■ What this task involves ■
Express the records below as a Markdown table with two columns, Row and Line, where Row gives each line's number and Line gives its text, and leave out any blank lines.

>>>

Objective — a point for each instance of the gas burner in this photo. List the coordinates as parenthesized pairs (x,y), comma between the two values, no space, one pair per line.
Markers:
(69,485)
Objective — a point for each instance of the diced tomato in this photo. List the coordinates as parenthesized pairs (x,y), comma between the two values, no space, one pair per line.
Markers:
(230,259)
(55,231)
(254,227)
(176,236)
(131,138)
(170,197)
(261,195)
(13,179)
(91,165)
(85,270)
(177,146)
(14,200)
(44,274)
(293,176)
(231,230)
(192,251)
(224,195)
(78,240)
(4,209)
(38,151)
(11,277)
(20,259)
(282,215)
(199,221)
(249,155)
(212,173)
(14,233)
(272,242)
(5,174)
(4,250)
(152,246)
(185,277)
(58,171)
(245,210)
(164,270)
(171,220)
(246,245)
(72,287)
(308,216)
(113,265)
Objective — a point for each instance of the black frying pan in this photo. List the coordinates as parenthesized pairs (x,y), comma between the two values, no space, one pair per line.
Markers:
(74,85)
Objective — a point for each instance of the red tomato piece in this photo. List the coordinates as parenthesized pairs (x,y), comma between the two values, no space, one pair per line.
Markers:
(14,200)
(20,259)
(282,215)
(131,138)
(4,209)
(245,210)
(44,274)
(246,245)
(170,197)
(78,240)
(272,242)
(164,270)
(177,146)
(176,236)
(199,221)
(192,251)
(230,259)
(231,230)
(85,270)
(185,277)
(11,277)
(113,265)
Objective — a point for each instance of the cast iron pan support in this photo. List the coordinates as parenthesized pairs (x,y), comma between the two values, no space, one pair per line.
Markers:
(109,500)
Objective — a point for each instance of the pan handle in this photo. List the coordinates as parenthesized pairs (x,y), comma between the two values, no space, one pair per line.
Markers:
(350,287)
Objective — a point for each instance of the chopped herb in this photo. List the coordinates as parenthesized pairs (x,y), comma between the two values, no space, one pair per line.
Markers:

<<<

■ Written solution ■
| Row | Line |
|---|---|
| 1 | Objective — a point for each instance of the gas burner in this photo. List the coordinates as parenthesized pairs (x,y), comma between the two values, no space, one pair per line. |
| 2 | Markers: |
| 3 | (69,485) |
| 4 | Objective — a point for each instance of the diced tomato in this photo. List the coordinates as parenthesized pairs (x,y), comma between the two values, no space, one pair per line. |
| 5 | Markers: |
| 6 | (230,259) |
| 7 | (55,231) |
| 8 | (254,227) |
| 9 | (176,236) |
| 10 | (131,138) |
| 11 | (170,197) |
| 12 | (261,195) |
| 13 | (13,179) |
| 14 | (91,165) |
| 15 | (85,270) |
| 16 | (177,146) |
| 17 | (14,200) |
| 18 | (44,274) |
| 19 | (293,176) |
| 20 | (231,230) |
| 21 | (192,251) |
| 22 | (224,195) |
| 23 | (78,240) |
| 24 | (4,209) |
| 25 | (38,151) |
| 26 | (11,277) |
| 27 | (20,259) |
| 28 | (282,215) |
| 29 | (199,221) |
| 30 | (249,155) |
| 31 | (212,173) |
| 32 | (14,233) |
| 33 | (272,242) |
| 34 | (5,174) |
| 35 | (4,250) |
| 36 | (152,246) |
| 37 | (185,277) |
| 38 | (58,171) |
| 39 | (245,210) |
| 40 | (164,270) |
| 41 | (171,220) |
| 42 | (246,245) |
| 43 | (72,287) |
| 44 | (308,216) |
| 45 | (113,265) |
| 46 | Objective — a point for each instance of the black frying pan in this photo. List the coordinates as parenthesized pairs (x,y), comma between the two values, no space, one pair per line. |
| 47 | Markers: |
| 48 | (74,85) |
| 49 | Objective — a point for each instance of the red tomato piece in this photo. List the coordinates as parenthesized pairs (x,y), comma between the two values, no space, one pair per line. |
| 50 | Markers: |
| 51 | (14,200) |
| 52 | (20,259) |
| 53 | (282,215) |
| 54 | (131,138) |
| 55 | (4,209) |
| 56 | (245,210) |
| 57 | (44,274) |
| 58 | (246,245) |
| 59 | (170,197) |
| 60 | (78,240) |
| 61 | (272,242) |
| 62 | (164,270) |
| 63 | (177,146) |
| 64 | (176,236) |
| 65 | (199,221) |
| 66 | (192,251) |
| 67 | (230,259) |
| 68 | (231,230) |
| 69 | (85,270) |
| 70 | (185,277) |
| 71 | (11,277) |
| 72 | (113,265) |
| 73 | Objective — a point for each instance of the cast iron pan support in this photo. List the coordinates as parenthesized pairs (x,y), comma between the two values, no space, one pair per line. |
| 74 | Markers: |
| 75 | (109,500) |
| 76 | Objective — a point for each instance of the pan handle in this photo. List the coordinates as parenthesized pairs (x,y), comma between the two values, no space, one pair per line. |
| 77 | Markers: |
| 78 | (350,287) |
| 79 | Objective — a point for each instance of the chopped herb in this photo. List the coordinates as parenthesized pairs (x,y), comma between the two values, no space, one pair per line. |
| 80 | Markers: |